● **TEXT EXTRACT**

Peter Müller March 29, 2021, 8:34 p.m. UTC | #3
By the way: https://patchwork.ipfire.org/patch/3620/ is still waiting for a decision of yours. :-)

> Hello Michael,
> 
> you're welcome.
> 
> Well, #11754 and #12594 would be the next issues on my list, but I have no working code for them, yet.
> 
> Thanks, and best regards,
> Peter Müller
> 
> 
>> Thank you for this.
>>
>> Are there any other things coming or can I go ahead and tag another version to roll these changes out into production?
>>
>> -Michael
>>
>>> On 29 Mar 2021, at 21:24, Peter Müller <peter.mueller@ipfire.org> wrote:
>>>
>>> The IP range given in an inetnum object apparently not necessarily
>>> matches distinct subnet boundaries. As a result, the current attempt to
>>> calculate its CIDR mask resulted in faulty subnets not covering the
>>> entire IP range.
>>>
>>> This patch leaves the task of enumerating subnets to the ipaddress
>>> module itself, which handles things much more robust. Since the output
>>> may contain of several subnets, a list for the inetnum key is necessary
>>> as well as a loop over them when conducting the SQL statements.
>>>
>>> Fixes: #12595
>>>
>>> Cc: Michael Tremer <michael.tremer@ipfire.org>
>>> Signed-off-by: Peter Müller <peter.mueller@ipfire.org>
>>> ---
>>> src/python/location-importer.in | 31 +++++++++++--------------------
>>> 1 file changed, 11 insertions(+), 20 deletions(-)

● **EXERCISE REQUIREMENTS**
1 > In the mailing-list thread about the location importer patch, translate this sentence into German: "Are there any other things coming or can I go ahead and tag another version to roll these changes out into production?"
2 > According to the mailing-list thread about the location importer patch, which issue number does the patch fix?
3 > Continue the mailing-list thread about the location importer patch from where it stops.

● **SUPPLIED DATA**
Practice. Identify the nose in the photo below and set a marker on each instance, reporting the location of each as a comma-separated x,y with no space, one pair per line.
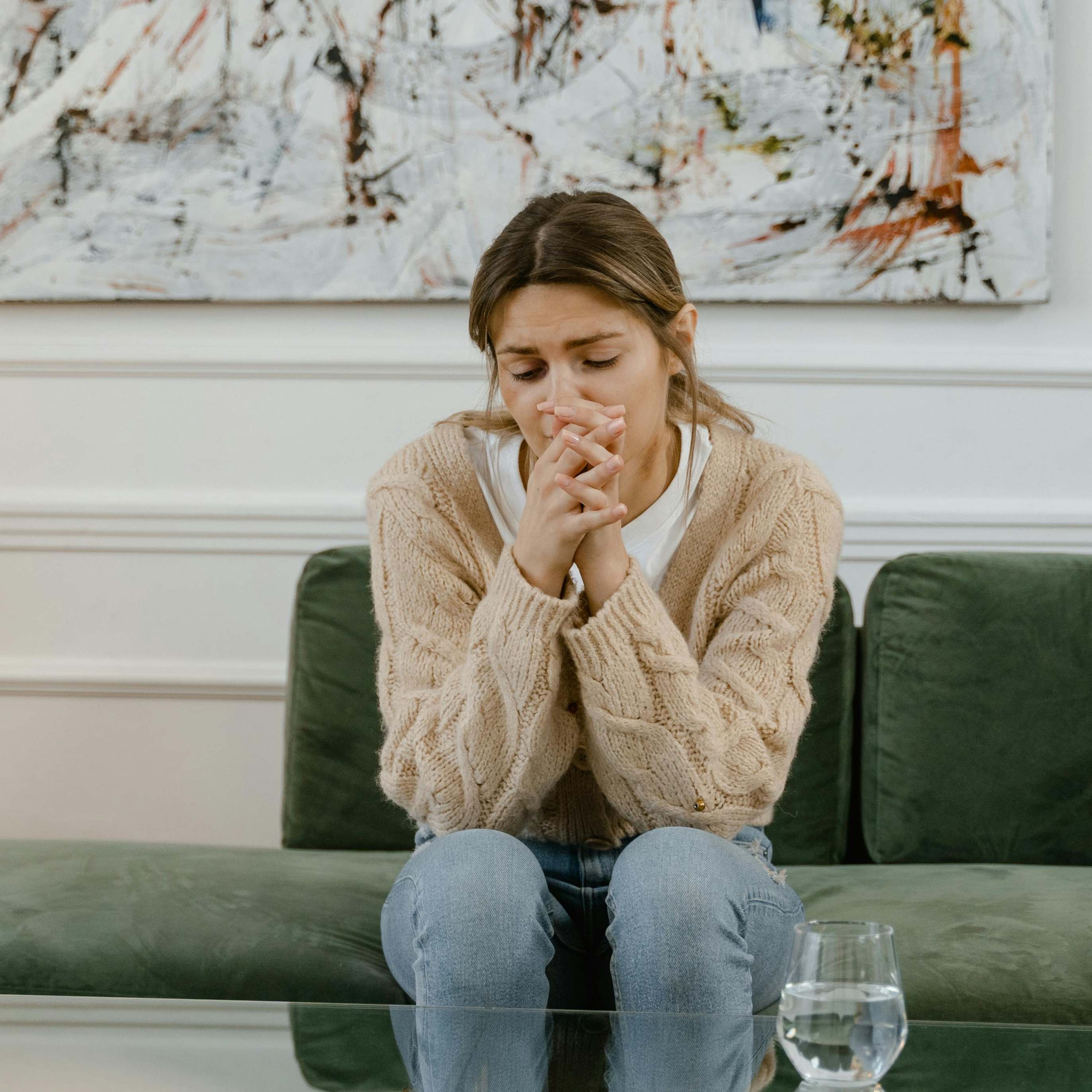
563,388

● **FINAL RESULTS**
1 > Kommt da noch etwas, oder kann ich eine weitere Version taggen, um diese Änderungen in die Produktion auszurollen?

2 > #12595

3 >
>>>
>>> diff --git a/src/python/location-importer.in b/src/python/location-importer.in
>>> index 2506925..e2f201b 100644
>>> --- a/src/python/location-importer.in
>>> +++ b/src/python/location-importer.in
>>> @@ -3,7 +3,7 @@
>>> #                                                                             #
>>> # libloc - A library to determine the location of someone on the Internet     #
>>> #                                                                             #
>>> -# Copyright (C) 2020 IPFire Development Team <info@ipfire.org>                #
>>> +# Copyright (C) 2020-2021 IPFire Development Team <info@ipfire.org>           #
>>> #                                                                             #
>>> # This library is free software; you can redistribute it and/or               #
>>> # modify it under the terms of the GNU Lesser General Public                  #
>>> @@ -604,18 +604,10 @@ class CLI(object):
>>> 					log.warning("Could not parse line: %s" % line)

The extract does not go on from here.